EXERCISE:
Reproduce every entry in the listing without alteration.

INFORMATION GIVEN:
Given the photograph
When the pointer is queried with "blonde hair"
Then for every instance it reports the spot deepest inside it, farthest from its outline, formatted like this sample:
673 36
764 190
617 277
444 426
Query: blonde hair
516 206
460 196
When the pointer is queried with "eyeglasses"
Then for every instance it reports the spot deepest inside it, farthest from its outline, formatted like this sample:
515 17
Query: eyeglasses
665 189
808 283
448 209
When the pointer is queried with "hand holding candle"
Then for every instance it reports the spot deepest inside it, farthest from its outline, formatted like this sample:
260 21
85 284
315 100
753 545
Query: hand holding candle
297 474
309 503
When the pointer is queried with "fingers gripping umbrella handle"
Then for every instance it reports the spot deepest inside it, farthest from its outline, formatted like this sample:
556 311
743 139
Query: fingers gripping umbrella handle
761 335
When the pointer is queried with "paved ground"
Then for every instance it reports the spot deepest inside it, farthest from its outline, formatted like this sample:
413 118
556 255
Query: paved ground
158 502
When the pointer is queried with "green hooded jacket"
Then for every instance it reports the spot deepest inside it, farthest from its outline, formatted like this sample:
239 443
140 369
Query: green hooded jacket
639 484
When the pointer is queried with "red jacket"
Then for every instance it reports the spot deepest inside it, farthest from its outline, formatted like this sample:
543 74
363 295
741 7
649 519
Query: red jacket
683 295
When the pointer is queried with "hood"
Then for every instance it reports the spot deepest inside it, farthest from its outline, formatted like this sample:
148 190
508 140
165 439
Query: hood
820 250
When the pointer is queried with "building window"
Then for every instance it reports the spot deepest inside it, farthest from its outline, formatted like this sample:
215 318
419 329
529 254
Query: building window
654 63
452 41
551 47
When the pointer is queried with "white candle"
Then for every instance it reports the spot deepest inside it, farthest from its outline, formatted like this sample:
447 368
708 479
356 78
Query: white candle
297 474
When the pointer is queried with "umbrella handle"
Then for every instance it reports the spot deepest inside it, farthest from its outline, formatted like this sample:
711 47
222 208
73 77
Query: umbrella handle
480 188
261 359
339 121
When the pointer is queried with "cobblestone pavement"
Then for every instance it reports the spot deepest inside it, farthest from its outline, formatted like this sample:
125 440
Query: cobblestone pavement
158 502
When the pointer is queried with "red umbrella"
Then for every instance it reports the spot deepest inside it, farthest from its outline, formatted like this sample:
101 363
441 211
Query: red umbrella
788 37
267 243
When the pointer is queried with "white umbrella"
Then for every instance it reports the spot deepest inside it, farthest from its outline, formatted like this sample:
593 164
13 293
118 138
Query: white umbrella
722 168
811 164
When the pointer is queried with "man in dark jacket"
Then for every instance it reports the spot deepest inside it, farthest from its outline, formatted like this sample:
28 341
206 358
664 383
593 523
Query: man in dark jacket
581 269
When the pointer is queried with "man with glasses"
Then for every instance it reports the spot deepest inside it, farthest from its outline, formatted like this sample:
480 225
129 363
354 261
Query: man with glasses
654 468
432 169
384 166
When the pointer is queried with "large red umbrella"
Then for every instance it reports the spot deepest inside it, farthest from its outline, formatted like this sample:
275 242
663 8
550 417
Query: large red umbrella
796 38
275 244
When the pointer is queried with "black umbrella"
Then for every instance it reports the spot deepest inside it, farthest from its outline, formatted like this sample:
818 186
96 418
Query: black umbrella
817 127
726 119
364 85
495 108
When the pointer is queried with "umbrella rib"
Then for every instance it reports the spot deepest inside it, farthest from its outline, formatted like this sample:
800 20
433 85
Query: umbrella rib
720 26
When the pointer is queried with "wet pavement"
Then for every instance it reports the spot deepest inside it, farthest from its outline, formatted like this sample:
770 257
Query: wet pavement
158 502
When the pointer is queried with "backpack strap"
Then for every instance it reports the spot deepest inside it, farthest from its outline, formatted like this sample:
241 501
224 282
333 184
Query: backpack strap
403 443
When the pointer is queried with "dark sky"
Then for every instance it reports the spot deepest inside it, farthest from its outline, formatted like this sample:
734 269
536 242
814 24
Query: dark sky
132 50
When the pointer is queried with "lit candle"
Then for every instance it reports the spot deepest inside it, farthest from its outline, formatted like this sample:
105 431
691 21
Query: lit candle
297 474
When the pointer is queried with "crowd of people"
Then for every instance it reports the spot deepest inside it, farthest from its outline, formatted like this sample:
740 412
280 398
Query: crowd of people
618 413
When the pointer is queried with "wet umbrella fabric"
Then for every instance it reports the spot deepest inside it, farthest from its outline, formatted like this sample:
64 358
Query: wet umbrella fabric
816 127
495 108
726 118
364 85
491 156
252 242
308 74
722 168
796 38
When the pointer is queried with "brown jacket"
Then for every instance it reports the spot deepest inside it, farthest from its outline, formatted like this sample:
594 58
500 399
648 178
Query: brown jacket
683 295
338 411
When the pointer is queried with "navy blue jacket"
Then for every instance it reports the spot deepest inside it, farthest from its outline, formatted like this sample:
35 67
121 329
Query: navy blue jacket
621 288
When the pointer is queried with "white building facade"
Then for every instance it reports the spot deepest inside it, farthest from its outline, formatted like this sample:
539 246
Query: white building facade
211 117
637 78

EXPECTED ANSWER:
Given the photograph
When the pointer is queried with "blonde hair"
Then for every instance it reports the spot deepest inside it, farthest from its outline, formatted like this sample:
673 36
764 190
617 277
444 426
Query: blonde hair
516 206
460 196
When the pointer is queried with "eyeglasses"
Then for every instance it reports the spot deepest inside it, farthest from its outline, formatted like this sample:
515 17
Query: eyeglasses
665 189
808 283
448 209
When the pointer is queried with "hand holding candle"
Then for every instance it reports the spot deepest inside it, farthest from its outline, formatted like this sample:
260 21
85 284
315 100
753 545
Query: hand holding candle
297 474
309 503
When the pointer is queried with "fingers gripping umbrella handle"
Then for every instance it reports the spot deepest inside it, farthest from its outline, formatted like this sample:
556 311
743 139
Query: fingers gripping umbrella handle
761 335
When the pointer is queried with "paved ground"
Then for every instance it reports the spot deepest inside it, farthest from its outline, formatted like this sample:
413 118
556 255
Query: paved ground
158 502
When the pointer is queried with "green hooded jacket"
Then for every instance it reports the spot deepest inside it, farthest from its outline, formatted like this sample:
239 443
140 369
Query: green hooded jacket
639 484
When the pointer is queried with "red jacket"
Then for every instance it reports the spot deepest inside it, farthest from its outline, formatted like this sample:
543 74
363 295
741 7
649 519
Query: red jacket
683 295
When the pointer is queried with "hood"
Then for every instance it reports the spot deepest inside it, farthest from its outline, formatted like this sample:
148 190
508 140
165 439
Query: hood
820 250
When the pointer is queried with "building window"
Then for every instance it reports the spot deepest inside it, farthest from its outline, formatted like this sample:
215 318
419 329
529 254
Query: building window
654 63
452 41
551 47
When the pointer is queried with "white candle"
Then for every instance it reports the spot deepest inside it, farthest from its outline, formatted like this sample:
447 368
708 479
356 78
Query: white candle
297 474
When the pointer is queried with "umbrella handle"
Then for every instance it reports the spot deepest inside it, farthest from its outline, formatted like this sample:
711 47
222 208
73 77
Query: umbrella handle
480 188
261 359
339 121
When the pointer is queried with "cobblestone pavement"
Then for every instance it reports the spot deepest inside it, farthest from its outline, formatted like this sample:
125 440
Query: cobblestone pavement
158 502
When the pointer is queried with "red umbrella"
Then for every instance it reports the spot deepest inside it, farthest from its outline, formatted like this sample:
101 363
441 211
Query: red umbrella
788 37
267 243
When the pointer is queried with "white umbrella"
Then for every instance it reports the spot deepest inside it, farthest from its outline, formatted like this sample:
593 164
13 293
118 138
Query: white umbrella
722 168
811 164
When the pointer is queried with "man in dark jacket"
Then for every instance it reports the spot deepest inside it, farthest from its outline, formatted like this sample:
28 341
206 358
664 383
593 523
Query: man in dark jacket
581 269
When the pointer is queried with "man with glasses"
Then for every instance it reports the spot deepest inside it, farthest from its outline, formatted like this sample:
480 225
129 363
354 261
Query: man with glasses
654 468
432 169
384 166
When the pointer is queried with "large red umbrella"
Then for every instance it reports the spot deepest inside it, farthest from its outline, formatted like this sample:
275 242
663 8
550 417
Query: large red umbrella
796 38
275 244
When the pointer is queried with "black umbrella"
Then for every instance it reports the spot deepest inside it, farthest from its outline, formatted like this sample:
818 186
96 418
Query: black umbrella
817 127
726 119
364 85
495 108
When the pointer is queried with "umbrella rib"
Then for every instance it reports the spot deepest inside it, farthest from its outline, formatted like this sample:
800 20
433 85
Query: umbrella rib
720 26
When the pointer is queried with "wet pavement"
Then for every instance it reports the spot deepest inside it, farthest from its outline, formatted like this sample:
770 257
Query: wet pavement
158 502
When the pointer is queried with "backpack strap"
Then for every instance it reports the spot deepest inside it, farthest from its outline, formatted like this sample:
241 501
224 282
333 184
Query: backpack strap
403 443
When the pointer is queried with "dark sky"
Then for every instance it reports the spot deepest inside it, farthest from its outline, formatted like this sample:
734 269
536 242
814 24
Query: dark sky
132 50
When the pointer is queried with "lit candle"
Then for every instance it reports the spot deepest inside it, farthest from its outline, formatted like this sample:
105 431
691 21
Query: lit candle
297 474
When the pointer is queried with "crowd of people"
Then for every instance it reports the spot deepest inside it, farthest from its outline, formatted like this sample:
740 412
280 398
Query: crowd of people
618 413
When the pointer is queried with "wet umbrella fabric"
Then for every instance it reports the spot deepest inside it, farthest from its outline, formatted like this sample:
64 358
Query: wet umbrella fabric
816 127
495 108
726 118
364 85
491 156
252 242
308 74
722 168
796 38
When the pointer is queried with "brown jacket"
Then for every instance it reports the spot deepest inside it, farthest from its outline, formatted like this sample:
594 58
500 399
648 178
Query: brown jacket
683 295
338 411
When the pointer is queried with "navy blue jacket"
Then for every instance it reports the spot deepest inside it, farthest from its outline, formatted like this sample:
35 67
121 329
Query: navy blue jacket
621 288
When the pointer is queried with "white building facade"
Then for every instance it reports the spot deepest inside it, farthest from its outline, formatted like this sample:
539 246
Query: white building facade
211 117
637 78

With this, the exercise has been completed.